Start of Block
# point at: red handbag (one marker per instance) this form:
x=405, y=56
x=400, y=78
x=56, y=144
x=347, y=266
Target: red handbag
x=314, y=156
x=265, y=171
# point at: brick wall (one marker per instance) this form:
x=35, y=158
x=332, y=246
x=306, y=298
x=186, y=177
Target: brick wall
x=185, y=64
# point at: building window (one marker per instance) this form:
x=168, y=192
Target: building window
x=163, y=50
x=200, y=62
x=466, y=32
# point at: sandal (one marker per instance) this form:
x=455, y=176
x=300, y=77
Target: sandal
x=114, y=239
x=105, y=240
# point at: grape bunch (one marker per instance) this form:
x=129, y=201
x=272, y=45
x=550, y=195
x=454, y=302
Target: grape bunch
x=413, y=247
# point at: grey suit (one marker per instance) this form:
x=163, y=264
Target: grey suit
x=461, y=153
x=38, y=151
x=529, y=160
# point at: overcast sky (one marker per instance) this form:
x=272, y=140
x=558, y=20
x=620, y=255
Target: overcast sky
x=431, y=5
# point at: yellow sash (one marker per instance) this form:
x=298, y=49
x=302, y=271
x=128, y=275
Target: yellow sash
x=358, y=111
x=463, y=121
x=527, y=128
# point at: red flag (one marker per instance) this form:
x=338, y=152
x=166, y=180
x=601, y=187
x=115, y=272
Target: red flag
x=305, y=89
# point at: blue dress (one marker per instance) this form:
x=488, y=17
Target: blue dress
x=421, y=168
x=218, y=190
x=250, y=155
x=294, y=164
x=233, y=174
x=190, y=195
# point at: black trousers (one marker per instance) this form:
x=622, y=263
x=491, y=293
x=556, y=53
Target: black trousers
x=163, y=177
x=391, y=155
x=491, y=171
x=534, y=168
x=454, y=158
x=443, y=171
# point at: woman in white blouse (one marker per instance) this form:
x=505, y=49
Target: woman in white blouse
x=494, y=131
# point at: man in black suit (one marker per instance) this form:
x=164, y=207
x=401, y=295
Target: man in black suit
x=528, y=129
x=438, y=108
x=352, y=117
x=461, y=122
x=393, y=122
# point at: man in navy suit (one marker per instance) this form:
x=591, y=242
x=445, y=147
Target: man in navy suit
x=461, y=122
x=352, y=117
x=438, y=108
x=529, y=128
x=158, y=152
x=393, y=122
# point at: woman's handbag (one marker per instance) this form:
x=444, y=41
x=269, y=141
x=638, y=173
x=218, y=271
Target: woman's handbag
End of Block
# ABOUT THIS TASK
All of the entries above should be written out again exactly.

# RESULT
# point at: red handbag (one marker per instance) this form:
x=405, y=56
x=400, y=78
x=56, y=144
x=347, y=266
Target: red handbag
x=314, y=156
x=265, y=171
# point at: brick wall (one marker per instance) this form:
x=35, y=158
x=332, y=246
x=306, y=298
x=186, y=177
Target: brick wall
x=185, y=64
# point at: building window (one marker per instance) this form:
x=168, y=192
Target: building window
x=163, y=50
x=200, y=62
x=466, y=32
# point at: sandal (one marker per instance) this form:
x=455, y=176
x=300, y=77
Target: sandal
x=114, y=239
x=105, y=240
# point at: grape bunch (one marker per instance) this form:
x=129, y=201
x=272, y=45
x=550, y=195
x=454, y=302
Target: grape bunch
x=413, y=247
# point at: grey suit (one marker per instance) this form:
x=163, y=264
Target: grey suit
x=461, y=153
x=38, y=151
x=529, y=160
# point at: overcast sky (one marker per instance) this form:
x=272, y=140
x=558, y=20
x=620, y=255
Target: overcast sky
x=431, y=5
# point at: yellow sash (one marker per instance) this form:
x=298, y=49
x=302, y=271
x=128, y=275
Target: yellow sash
x=358, y=111
x=463, y=121
x=527, y=128
# point at: red flag (one marker per instance) this form:
x=338, y=152
x=166, y=180
x=601, y=187
x=115, y=272
Target: red flag
x=305, y=89
# point at: blue dress (one marker per instance) this form:
x=488, y=17
Target: blue dress
x=421, y=168
x=218, y=190
x=250, y=155
x=294, y=164
x=233, y=174
x=190, y=195
# point at: black trousers (one marker per instance) this form:
x=622, y=263
x=491, y=293
x=556, y=53
Target: black trousers
x=163, y=177
x=391, y=155
x=491, y=171
x=534, y=168
x=454, y=158
x=443, y=171
# point at: woman in white blouse (one marker per instance) this form:
x=505, y=49
Target: woman in white blouse
x=494, y=131
# point at: man in black suit (one marker per instance) this form:
x=164, y=207
x=401, y=295
Target: man in black suit
x=528, y=129
x=438, y=108
x=352, y=117
x=461, y=122
x=393, y=122
# point at: man in navy suit (one marker per instance) this form:
x=591, y=242
x=445, y=147
Target: man in navy suit
x=461, y=122
x=352, y=117
x=438, y=108
x=529, y=128
x=158, y=152
x=393, y=122
# point at: woman's handbag (one marker per instance) this form:
x=444, y=41
x=269, y=141
x=638, y=173
x=218, y=271
Target: woman's handbag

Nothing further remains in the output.